(WORK INSTRUCTION): In the vaccination essay below, how many people does the CDC report as fully vaccinated as of Friday?

(GIVEN TEXT):
------------------------------------------------

I’m fully vaccinated. Thank God for that, since this high blood pressure and going more than a year without a haircut was starting to pose a threat. My wife has now had her second shot and has a fresh sore arm to prove it.
It took Virginia long enough, but we’re finally here. The Centers for Disease Control and Prevention, in all its consistent and totally trustworthy wisdom, says we both can now go outside again and enjoy the world as we did in the before times.
The CDC has cleared children 12 years and older for the vaccine and was reporting that as of Friday 120 million people have been fully vaccinated.
Honestly, that combination of facts is amazing and lowkey frightening. But our son isn’t vaccinated and though things are speeding along with getting the children sorted out, we still don’t know when or if he’ll get his turn. He’s 8 years old and a few years off where science has reached. Thank you, scientists, by the way. You’re doing the lord’s work.
So what do we do now? What are parents supposed to do in a world where the metrics tell us our young children are probably fine to mingle with the un-vaccinated, but the past year and a half tells us, not yet.
From having toilet paper delivered to going back to school already?
We’ve come this far. We’ve dealt with remote learning. We’ve weathered fears of infecting each other. We’ve worn masks literally everywhere. We’ve had everything from water and toilet paper to new office equipment delivered to avoid the outside we’re now told is magically safe again.

------------------------------------------------

(RECORDS):
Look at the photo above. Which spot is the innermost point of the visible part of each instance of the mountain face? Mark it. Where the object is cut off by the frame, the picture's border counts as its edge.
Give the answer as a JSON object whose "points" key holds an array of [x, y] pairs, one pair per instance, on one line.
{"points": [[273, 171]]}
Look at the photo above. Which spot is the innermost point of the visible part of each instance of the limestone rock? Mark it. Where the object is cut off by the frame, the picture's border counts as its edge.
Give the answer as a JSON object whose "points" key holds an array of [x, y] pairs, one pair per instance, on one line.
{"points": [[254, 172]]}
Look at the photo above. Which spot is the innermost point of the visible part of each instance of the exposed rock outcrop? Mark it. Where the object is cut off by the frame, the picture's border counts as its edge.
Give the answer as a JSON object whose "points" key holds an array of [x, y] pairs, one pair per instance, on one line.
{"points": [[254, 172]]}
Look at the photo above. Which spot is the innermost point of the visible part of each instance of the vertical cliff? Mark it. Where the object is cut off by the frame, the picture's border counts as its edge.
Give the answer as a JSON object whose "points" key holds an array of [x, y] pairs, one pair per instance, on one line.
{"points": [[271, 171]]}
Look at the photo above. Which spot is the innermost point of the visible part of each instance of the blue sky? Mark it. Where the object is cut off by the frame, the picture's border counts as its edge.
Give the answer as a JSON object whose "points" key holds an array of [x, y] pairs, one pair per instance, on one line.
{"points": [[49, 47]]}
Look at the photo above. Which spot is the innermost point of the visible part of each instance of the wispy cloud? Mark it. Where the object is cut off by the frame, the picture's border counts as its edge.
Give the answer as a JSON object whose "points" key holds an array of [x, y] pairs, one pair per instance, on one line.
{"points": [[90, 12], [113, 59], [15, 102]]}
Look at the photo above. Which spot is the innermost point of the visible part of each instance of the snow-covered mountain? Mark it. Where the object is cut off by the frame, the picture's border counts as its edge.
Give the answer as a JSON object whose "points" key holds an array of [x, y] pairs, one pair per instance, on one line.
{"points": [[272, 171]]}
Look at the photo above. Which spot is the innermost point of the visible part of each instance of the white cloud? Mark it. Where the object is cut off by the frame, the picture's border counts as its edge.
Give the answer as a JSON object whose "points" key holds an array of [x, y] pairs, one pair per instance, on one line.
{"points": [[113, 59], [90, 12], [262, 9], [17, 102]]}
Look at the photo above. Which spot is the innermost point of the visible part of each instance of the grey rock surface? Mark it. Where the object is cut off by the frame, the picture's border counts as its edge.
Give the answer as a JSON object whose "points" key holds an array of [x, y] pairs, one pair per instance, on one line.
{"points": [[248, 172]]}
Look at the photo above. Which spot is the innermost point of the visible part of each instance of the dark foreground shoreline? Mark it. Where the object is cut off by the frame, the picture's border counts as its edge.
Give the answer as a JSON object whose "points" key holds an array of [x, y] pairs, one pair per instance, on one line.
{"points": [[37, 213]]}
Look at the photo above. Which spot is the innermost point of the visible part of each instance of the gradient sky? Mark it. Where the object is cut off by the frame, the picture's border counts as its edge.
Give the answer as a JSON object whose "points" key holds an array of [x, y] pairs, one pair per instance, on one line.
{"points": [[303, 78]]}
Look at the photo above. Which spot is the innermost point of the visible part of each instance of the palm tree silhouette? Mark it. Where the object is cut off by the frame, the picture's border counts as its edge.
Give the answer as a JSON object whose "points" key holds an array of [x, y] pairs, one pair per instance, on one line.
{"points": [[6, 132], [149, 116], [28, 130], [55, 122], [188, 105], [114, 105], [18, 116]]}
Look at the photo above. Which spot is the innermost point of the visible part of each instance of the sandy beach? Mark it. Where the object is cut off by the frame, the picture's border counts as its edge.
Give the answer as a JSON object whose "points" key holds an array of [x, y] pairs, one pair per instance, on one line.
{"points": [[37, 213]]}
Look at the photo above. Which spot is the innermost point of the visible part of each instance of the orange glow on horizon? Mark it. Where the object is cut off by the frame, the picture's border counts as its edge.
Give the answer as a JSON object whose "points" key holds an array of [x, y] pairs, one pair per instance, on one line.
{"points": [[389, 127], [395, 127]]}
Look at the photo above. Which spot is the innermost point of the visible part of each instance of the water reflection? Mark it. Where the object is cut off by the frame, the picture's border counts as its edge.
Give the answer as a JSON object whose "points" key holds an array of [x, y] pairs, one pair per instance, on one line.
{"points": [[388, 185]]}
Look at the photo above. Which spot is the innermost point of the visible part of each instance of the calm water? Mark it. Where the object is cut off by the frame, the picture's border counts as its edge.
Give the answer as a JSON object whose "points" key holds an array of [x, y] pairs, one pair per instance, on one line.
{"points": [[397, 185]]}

------------------------------------------------

(ANSWER SECTION): 120 million people.